_GIVEN INSTRUCTION_
Recast the rows starting at the one containing "Ground-truth verification: the airplane tire" and ending at the one containing "188;570;313;615" as a numbered list, skipping any blank lines. Include only those rows.

_STORED DATA_
=======

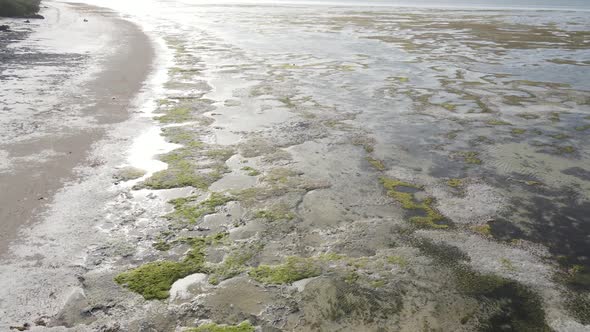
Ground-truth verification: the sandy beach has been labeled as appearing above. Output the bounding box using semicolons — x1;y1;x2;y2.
0;3;153;254
0;0;590;332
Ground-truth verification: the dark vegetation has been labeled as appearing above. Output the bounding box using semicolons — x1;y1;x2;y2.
0;0;41;17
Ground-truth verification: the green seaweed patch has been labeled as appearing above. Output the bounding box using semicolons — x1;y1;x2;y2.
166;192;236;224
155;106;192;123
380;177;449;229
549;133;571;140
241;166;260;176
512;128;526;135
386;255;408;267
187;321;255;332
113;167;146;181
209;244;263;285
549;112;561;122
516;113;539;120
115;238;206;300
500;257;516;271
367;157;385;171
565;265;590;290
351;135;375;153
454;266;551;332
249;256;321;284
486;119;512;126
440;103;457;112
566;292;590;325
446;130;461;139
254;204;295;222
142;160;222;190
471;224;492;236
447;179;463;188
460;151;482;165
557;145;576;154
206;149;235;162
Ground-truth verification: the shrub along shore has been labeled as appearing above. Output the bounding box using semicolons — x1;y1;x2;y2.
0;0;41;17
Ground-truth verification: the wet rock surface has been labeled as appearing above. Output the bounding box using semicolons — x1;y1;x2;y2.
1;1;590;331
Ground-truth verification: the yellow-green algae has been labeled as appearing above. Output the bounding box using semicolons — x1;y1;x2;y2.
254;204;295;221
486;119;511;126
209;243;263;285
447;179;463;188
380;177;449;228
512;128;526;135
516;113;539;120
186;321;255;332
367;157;385;171
461;151;482;165
241;166;260;176
166;192;236;224
138;148;226;189
471;224;492;236
155;106;192;123
249;256;321;284
115;238;209;300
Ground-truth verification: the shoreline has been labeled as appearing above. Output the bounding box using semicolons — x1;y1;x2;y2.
0;3;154;256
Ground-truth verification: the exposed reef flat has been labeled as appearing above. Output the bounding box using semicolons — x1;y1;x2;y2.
1;4;590;331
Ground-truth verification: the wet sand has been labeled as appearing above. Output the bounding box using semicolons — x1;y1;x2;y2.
0;2;153;255
0;0;590;332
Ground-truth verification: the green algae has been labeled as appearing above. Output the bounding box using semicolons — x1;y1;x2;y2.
486;119;512;126
166;192;236;224
113;167;146;181
249;256;321;284
386;255;408;267
416;239;551;332
351;135;375;153
115;238;206;300
557;145;576;154
254;204;295;222
205;149;235;162
447;179;463;188
380;177;449;229
440;103;457;112
454;266;551;332
367;157;385;171
566;292;590;325
143;161;221;189
186;321;255;332
209;243;263;285
512;128;526;135
500;257;516;271
241;166;260;176
155;106;192;123
471;224;492;236
460;151;482;165
516;113;539;120
549;112;561;122
549;134;571;140
446;130;462;139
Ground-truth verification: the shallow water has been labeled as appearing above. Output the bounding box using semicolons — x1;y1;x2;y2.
4;0;590;331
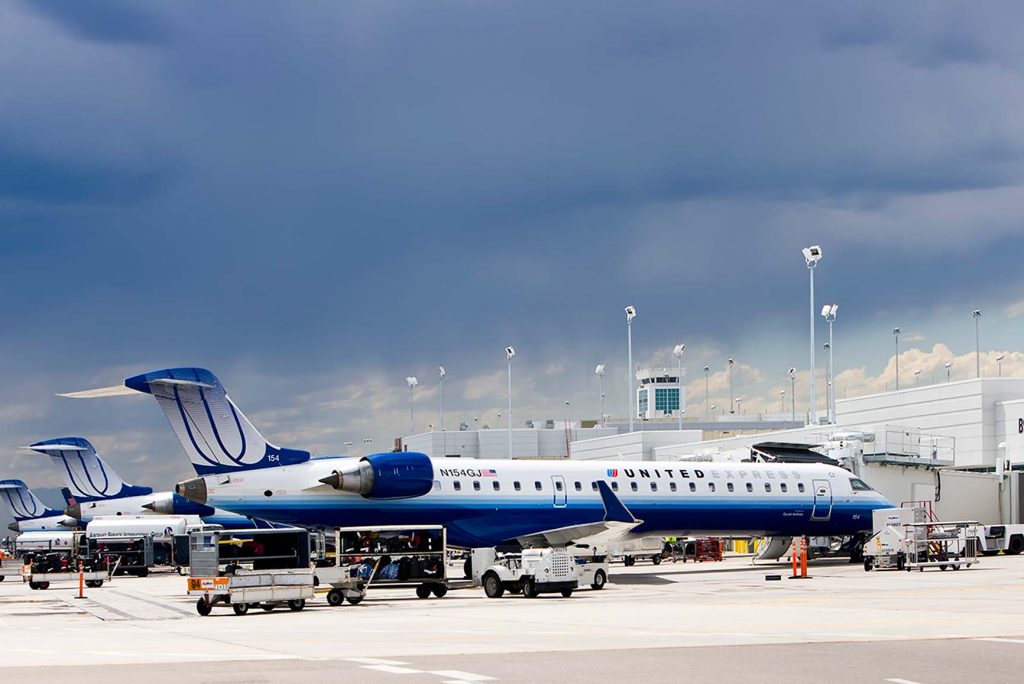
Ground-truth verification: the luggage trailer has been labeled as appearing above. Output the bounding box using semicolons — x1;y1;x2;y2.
186;528;315;615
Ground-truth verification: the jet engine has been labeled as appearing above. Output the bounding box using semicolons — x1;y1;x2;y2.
319;452;434;499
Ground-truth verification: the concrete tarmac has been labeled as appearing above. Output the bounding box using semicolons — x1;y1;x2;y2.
0;556;1024;684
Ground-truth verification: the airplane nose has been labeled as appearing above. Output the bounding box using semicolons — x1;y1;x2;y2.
174;477;207;504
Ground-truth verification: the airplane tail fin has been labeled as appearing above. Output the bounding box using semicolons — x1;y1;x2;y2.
117;368;309;475
0;480;61;522
27;437;153;503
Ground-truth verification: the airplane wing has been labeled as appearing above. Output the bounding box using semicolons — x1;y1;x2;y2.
516;481;643;548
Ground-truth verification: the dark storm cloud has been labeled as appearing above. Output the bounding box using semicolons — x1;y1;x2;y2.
0;2;1024;497
24;0;171;43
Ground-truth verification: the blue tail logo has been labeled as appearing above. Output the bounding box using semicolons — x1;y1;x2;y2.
125;368;309;475
0;480;60;522
29;437;153;502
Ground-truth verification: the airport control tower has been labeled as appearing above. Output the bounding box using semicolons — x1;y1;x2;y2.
636;369;686;421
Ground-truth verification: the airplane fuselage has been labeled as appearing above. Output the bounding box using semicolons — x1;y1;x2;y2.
188;458;892;547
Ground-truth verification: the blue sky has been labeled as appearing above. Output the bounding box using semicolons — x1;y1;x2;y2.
0;0;1024;501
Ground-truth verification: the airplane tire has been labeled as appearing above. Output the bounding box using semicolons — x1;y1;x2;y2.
327;589;345;607
1004;535;1024;556
483;572;505;598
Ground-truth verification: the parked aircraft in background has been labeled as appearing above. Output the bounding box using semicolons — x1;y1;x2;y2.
0;479;78;532
65;368;892;547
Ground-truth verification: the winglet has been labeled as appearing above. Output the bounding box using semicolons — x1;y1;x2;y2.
597;480;639;523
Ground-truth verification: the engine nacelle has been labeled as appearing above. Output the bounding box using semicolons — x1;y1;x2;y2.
321;452;434;499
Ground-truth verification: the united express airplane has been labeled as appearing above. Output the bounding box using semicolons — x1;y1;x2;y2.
0;480;78;532
65;368;892;547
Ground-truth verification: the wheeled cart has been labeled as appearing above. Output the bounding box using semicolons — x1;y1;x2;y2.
188;570;313;615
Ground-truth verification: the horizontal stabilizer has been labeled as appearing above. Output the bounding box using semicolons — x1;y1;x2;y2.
57;385;138;399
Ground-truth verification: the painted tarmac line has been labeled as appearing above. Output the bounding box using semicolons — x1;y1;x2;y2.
345;657;409;666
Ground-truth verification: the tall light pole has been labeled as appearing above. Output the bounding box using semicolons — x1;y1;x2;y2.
705;366;711;421
893;328;899;392
672;344;686;430
505;347;515;460
971;309;981;378
790;369;797;423
726;356;736;414
406;376;420;434
821;304;839;424
803;245;821;423
626;304;637;432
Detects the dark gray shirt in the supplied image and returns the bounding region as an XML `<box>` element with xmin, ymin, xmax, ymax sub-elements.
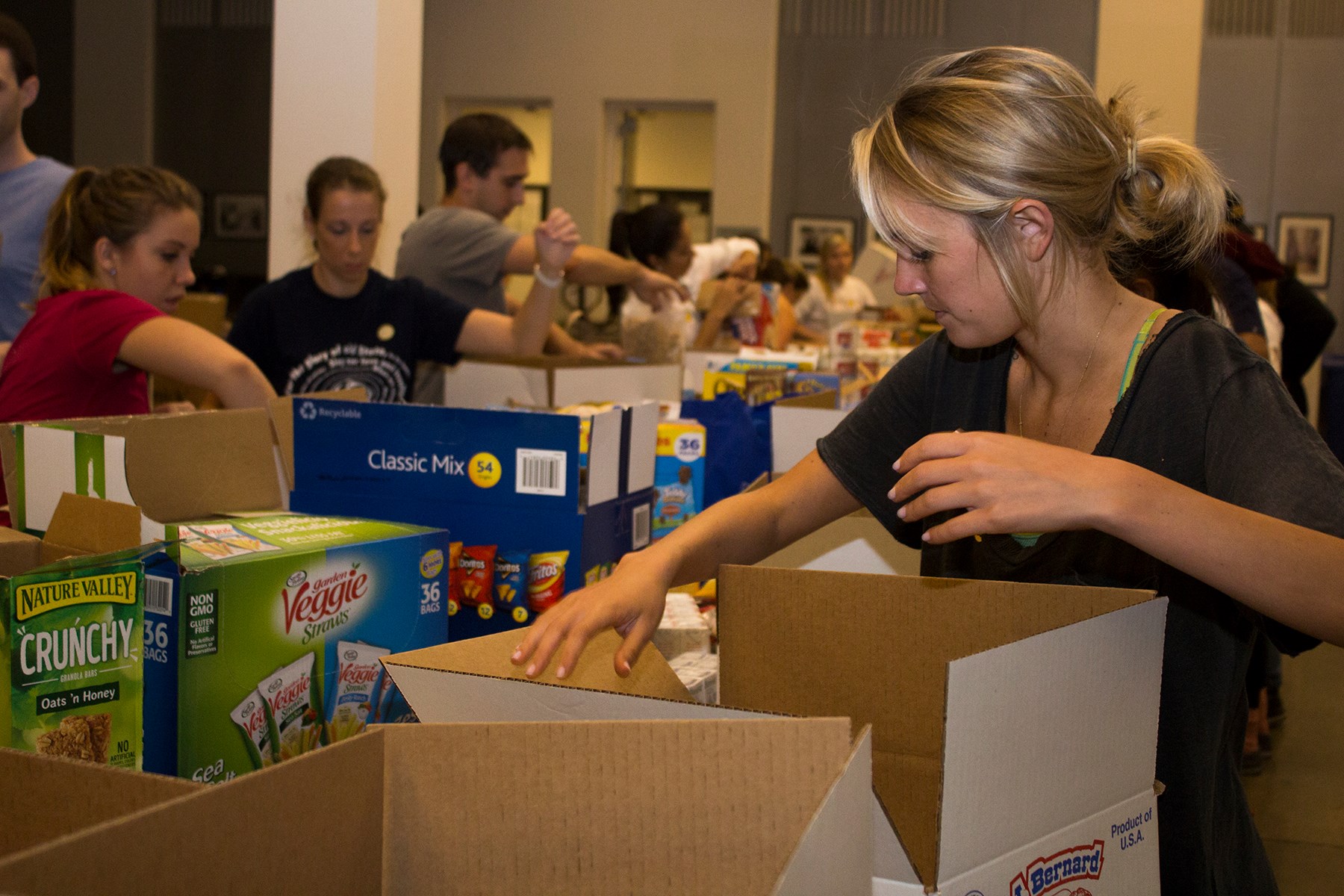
<box><xmin>396</xmin><ymin>205</ymin><xmax>519</xmax><ymax>314</ymax></box>
<box><xmin>817</xmin><ymin>313</ymin><xmax>1344</xmax><ymax>896</ymax></box>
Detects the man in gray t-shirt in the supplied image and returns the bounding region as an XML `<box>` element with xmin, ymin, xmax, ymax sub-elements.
<box><xmin>0</xmin><ymin>15</ymin><xmax>71</xmax><ymax>355</ymax></box>
<box><xmin>396</xmin><ymin>205</ymin><xmax>519</xmax><ymax>314</ymax></box>
<box><xmin>396</xmin><ymin>114</ymin><xmax>685</xmax><ymax>360</ymax></box>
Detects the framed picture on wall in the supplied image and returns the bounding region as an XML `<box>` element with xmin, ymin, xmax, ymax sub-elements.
<box><xmin>789</xmin><ymin>217</ymin><xmax>853</xmax><ymax>270</ymax></box>
<box><xmin>211</xmin><ymin>193</ymin><xmax>266</xmax><ymax>239</ymax></box>
<box><xmin>1278</xmin><ymin>215</ymin><xmax>1334</xmax><ymax>287</ymax></box>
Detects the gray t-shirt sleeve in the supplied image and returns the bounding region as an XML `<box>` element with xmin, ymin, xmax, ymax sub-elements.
<box><xmin>396</xmin><ymin>207</ymin><xmax>519</xmax><ymax>311</ymax></box>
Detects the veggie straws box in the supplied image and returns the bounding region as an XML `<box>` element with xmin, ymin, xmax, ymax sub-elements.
<box><xmin>145</xmin><ymin>514</ymin><xmax>447</xmax><ymax>782</ymax></box>
<box><xmin>290</xmin><ymin>398</ymin><xmax>659</xmax><ymax>639</ymax></box>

=======

_REPLY TO THE EXERCISE_
1. Ground-truth verification: the airplane tire has been labeled as appearing above. Output the bounding box using semicolons — x1;y1;x2;y2.
2. 327;589;345;607
3. 1004;535;1024;556
4. 483;572;505;598
5. Ground-truth verification: the parked aircraft in background has been labeled as appearing above. Output the bounding box using semicolons — x1;y1;x2;y2.
6. 0;479;78;532
7. 65;368;892;547
8. Ground-truth verification: the winglet has been labeled as appearing above. Output the bounding box using semicolons — x1;y1;x2;y2.
9. 597;480;639;523
10. Ground-truth verification: the engine nacelle has been labeled as appearing above. Output the bounding box using semicolons — x1;y1;x2;y2.
11. 321;452;434;499
12. Ground-truth verification: the united express airplane has been labeled as appearing above. Output the bounding box using semicolons — x1;y1;x2;y2.
13. 0;480;78;532
14. 65;368;892;547
15. Ground-truth verification: the wheeled cart has been labeled as appearing above. Output the bounding box using semicolons — x1;y1;x2;y2.
16. 188;570;313;615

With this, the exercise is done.